→ Challenge: Reproduce nothing but the closing run of lines: the line with "Where can you find the cab side" and each line that follows it to the end of the data.

^^^^

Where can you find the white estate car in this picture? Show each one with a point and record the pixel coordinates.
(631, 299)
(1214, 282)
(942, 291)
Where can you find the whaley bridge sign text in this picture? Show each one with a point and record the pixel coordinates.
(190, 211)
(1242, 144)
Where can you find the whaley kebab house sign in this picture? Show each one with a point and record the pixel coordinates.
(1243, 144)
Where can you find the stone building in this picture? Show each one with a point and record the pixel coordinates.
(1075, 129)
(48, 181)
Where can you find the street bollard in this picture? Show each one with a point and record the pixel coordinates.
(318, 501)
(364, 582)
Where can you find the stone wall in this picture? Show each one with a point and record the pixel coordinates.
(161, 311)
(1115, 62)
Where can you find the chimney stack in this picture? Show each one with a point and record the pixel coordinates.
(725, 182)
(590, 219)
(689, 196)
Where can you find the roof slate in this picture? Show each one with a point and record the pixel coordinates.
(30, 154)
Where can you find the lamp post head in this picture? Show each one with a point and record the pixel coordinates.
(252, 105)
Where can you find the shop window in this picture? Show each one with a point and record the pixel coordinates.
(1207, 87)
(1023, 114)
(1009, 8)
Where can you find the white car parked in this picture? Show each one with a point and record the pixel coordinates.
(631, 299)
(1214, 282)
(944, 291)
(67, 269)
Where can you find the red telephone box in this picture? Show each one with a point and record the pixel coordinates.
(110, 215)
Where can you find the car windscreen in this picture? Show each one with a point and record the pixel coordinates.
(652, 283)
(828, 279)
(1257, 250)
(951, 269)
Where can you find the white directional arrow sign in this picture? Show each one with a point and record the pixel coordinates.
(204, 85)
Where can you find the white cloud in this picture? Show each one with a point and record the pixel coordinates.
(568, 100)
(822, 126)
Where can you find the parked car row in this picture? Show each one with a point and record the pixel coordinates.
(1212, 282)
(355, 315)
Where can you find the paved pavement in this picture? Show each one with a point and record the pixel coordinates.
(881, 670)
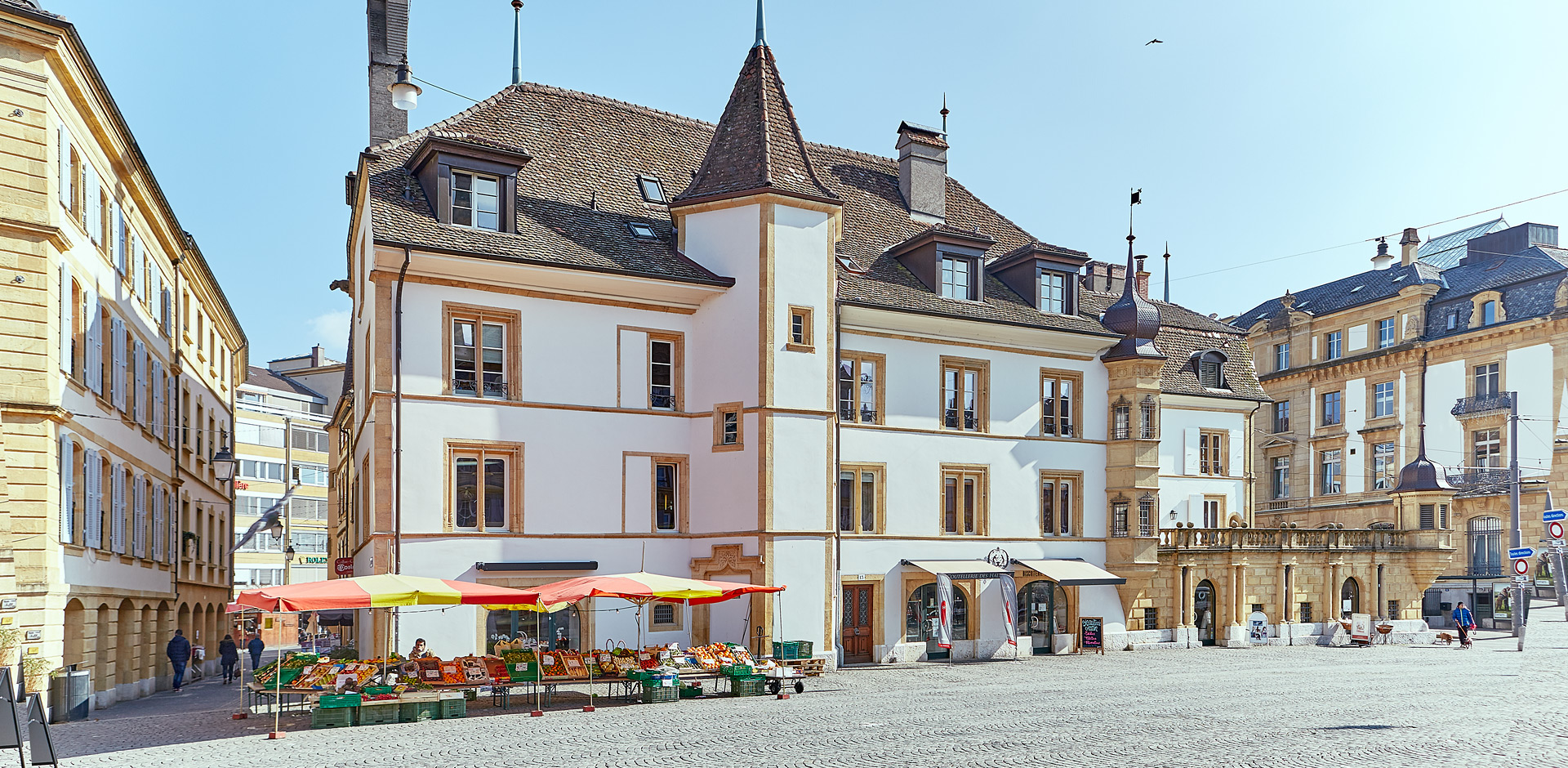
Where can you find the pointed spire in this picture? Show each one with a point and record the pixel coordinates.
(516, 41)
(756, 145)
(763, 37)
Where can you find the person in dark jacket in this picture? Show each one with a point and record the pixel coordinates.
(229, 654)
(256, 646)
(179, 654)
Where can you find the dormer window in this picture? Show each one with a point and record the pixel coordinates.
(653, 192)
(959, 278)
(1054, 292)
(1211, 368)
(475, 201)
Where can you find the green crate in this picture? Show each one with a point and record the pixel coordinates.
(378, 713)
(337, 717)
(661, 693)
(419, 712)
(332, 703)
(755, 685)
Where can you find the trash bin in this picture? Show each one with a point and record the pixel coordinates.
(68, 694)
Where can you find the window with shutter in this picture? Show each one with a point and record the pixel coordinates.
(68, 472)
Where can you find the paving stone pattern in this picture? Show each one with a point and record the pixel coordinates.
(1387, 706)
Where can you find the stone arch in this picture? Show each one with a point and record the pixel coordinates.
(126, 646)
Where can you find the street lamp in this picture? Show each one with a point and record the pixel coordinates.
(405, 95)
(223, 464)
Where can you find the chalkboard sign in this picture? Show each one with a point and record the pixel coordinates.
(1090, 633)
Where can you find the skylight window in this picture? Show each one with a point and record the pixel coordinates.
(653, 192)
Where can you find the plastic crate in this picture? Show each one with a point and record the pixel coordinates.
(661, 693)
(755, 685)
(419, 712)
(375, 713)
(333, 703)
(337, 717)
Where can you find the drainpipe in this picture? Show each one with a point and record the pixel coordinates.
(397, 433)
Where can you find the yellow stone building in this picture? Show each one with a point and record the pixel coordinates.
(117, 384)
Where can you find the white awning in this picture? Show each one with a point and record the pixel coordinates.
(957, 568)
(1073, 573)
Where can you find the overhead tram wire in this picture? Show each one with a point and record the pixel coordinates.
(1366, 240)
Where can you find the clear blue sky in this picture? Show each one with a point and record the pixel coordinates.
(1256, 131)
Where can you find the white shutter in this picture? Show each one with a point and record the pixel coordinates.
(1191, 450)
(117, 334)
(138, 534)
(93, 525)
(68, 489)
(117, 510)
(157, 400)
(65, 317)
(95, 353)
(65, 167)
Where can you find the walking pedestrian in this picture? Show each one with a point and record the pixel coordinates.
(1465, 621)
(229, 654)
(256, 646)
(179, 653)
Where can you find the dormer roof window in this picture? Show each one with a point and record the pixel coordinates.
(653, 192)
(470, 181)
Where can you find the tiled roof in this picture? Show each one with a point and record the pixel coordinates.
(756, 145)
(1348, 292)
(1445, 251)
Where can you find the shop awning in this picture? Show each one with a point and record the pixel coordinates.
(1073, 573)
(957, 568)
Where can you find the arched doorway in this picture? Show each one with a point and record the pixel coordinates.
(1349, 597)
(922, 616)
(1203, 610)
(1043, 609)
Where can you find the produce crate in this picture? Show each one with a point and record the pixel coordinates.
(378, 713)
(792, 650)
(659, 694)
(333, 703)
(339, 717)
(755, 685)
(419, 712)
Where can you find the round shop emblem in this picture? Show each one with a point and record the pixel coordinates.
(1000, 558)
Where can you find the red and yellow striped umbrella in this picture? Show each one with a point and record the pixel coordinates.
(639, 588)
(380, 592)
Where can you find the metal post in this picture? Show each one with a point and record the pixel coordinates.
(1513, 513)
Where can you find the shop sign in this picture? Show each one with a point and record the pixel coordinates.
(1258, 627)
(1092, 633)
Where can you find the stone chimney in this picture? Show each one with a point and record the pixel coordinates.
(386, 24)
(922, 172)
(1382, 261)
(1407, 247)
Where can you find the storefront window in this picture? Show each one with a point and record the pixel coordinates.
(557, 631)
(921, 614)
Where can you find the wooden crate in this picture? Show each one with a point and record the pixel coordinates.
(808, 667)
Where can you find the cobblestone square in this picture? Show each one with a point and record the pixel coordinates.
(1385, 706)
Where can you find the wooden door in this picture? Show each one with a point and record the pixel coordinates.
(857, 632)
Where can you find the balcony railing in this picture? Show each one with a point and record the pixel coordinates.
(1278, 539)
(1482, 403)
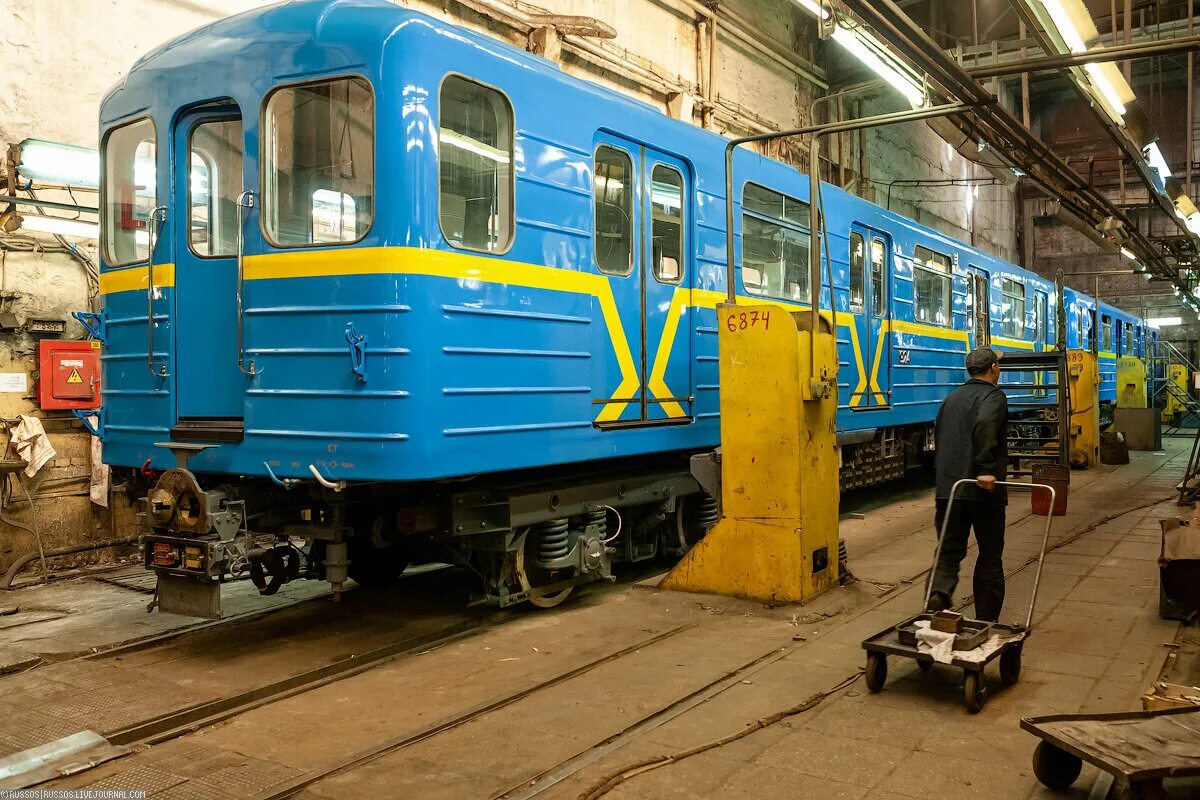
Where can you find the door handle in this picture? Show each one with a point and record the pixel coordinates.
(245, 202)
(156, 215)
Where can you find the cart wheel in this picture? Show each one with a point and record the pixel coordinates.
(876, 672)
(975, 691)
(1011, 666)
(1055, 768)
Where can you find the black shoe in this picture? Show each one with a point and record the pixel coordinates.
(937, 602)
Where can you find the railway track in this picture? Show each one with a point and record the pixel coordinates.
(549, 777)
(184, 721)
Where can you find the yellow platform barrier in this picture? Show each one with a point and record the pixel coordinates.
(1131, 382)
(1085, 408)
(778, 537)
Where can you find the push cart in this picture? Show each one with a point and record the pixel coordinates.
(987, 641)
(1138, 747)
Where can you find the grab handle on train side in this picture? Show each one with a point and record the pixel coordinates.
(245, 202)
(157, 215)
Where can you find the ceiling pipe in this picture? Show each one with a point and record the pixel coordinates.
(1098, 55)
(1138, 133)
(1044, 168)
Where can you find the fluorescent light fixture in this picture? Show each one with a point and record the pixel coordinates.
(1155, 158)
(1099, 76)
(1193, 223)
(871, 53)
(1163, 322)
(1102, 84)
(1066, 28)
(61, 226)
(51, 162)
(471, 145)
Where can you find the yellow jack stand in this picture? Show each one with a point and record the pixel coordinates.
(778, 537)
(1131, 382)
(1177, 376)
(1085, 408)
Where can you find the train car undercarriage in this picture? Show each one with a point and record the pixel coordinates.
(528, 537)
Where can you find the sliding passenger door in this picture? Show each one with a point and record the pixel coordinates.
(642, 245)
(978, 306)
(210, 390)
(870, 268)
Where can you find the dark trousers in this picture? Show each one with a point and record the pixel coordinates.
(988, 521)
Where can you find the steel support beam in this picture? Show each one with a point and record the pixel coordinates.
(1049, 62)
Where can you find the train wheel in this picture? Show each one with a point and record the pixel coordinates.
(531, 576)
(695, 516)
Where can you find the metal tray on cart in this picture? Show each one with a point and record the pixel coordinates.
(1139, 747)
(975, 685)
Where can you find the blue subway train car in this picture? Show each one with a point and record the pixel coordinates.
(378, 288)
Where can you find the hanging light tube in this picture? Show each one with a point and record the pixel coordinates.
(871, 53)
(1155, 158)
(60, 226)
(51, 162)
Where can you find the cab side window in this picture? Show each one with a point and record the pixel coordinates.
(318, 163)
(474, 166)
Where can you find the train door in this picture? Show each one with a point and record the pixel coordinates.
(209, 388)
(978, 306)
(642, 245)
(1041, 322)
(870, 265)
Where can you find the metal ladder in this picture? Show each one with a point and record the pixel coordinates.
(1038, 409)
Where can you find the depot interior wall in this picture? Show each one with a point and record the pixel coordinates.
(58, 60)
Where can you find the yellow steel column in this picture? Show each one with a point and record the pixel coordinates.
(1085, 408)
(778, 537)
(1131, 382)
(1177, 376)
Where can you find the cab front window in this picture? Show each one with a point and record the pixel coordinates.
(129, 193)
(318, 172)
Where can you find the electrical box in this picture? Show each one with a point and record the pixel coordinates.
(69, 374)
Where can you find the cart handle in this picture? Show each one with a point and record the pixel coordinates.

^^^^

→ Solution to this exercise:
Where can you find the cab side window in this picture? Show each one with a point and record the pixel coordinates.
(318, 163)
(474, 166)
Where can you find the train door in this picture? Show each one with a point and record the pixel coordinates.
(209, 388)
(978, 306)
(642, 245)
(1041, 322)
(870, 265)
Where can you find the metal ladder in this picture? Show each one with a point and record the pixel coordinates.
(1038, 409)
Where can you find the depot interior wall in this picture? Show each one with a point and record the pixel coordinates.
(58, 60)
Where can you find the yellow steel column in this picture? Show each one with a point and record the pixel coordinates.
(1085, 408)
(778, 537)
(1131, 382)
(1177, 376)
Where can you find the cab front window in this picture? Show each one with a point and record the pixel coordinates.
(129, 193)
(318, 172)
Where can you find the electrical box in this picture? Show each one with a point and record the pixel coordinates.
(69, 374)
Where can you find the cart handle in this picture? Show each one with a point and record the pixel coordinates.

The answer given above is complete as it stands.